From the records below, pull each line that has "query".

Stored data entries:
· · · · ·

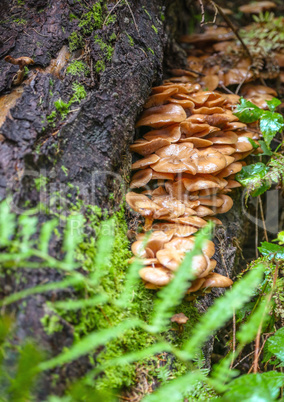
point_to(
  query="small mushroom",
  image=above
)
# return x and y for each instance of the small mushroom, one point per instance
(176, 158)
(145, 162)
(144, 147)
(180, 319)
(159, 276)
(215, 280)
(164, 115)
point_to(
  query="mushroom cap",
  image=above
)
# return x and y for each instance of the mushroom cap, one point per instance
(208, 160)
(211, 201)
(141, 178)
(257, 7)
(171, 133)
(227, 204)
(170, 258)
(200, 182)
(175, 207)
(144, 147)
(156, 235)
(243, 144)
(20, 61)
(191, 220)
(175, 228)
(145, 162)
(203, 211)
(163, 115)
(215, 280)
(197, 142)
(157, 276)
(179, 318)
(176, 158)
(221, 137)
(142, 204)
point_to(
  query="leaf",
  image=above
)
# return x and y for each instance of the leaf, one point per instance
(255, 387)
(266, 150)
(252, 177)
(275, 344)
(247, 112)
(280, 238)
(273, 104)
(272, 250)
(270, 125)
(253, 143)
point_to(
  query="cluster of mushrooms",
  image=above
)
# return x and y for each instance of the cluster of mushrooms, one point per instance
(189, 156)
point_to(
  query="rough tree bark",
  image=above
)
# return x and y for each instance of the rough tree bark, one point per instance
(95, 137)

· · · · ·

Exercise solution –
  query="small mushroom",
  query="mushroom cap",
  query="leaf",
  query="cluster of mushrooms",
  query="rough tree bark",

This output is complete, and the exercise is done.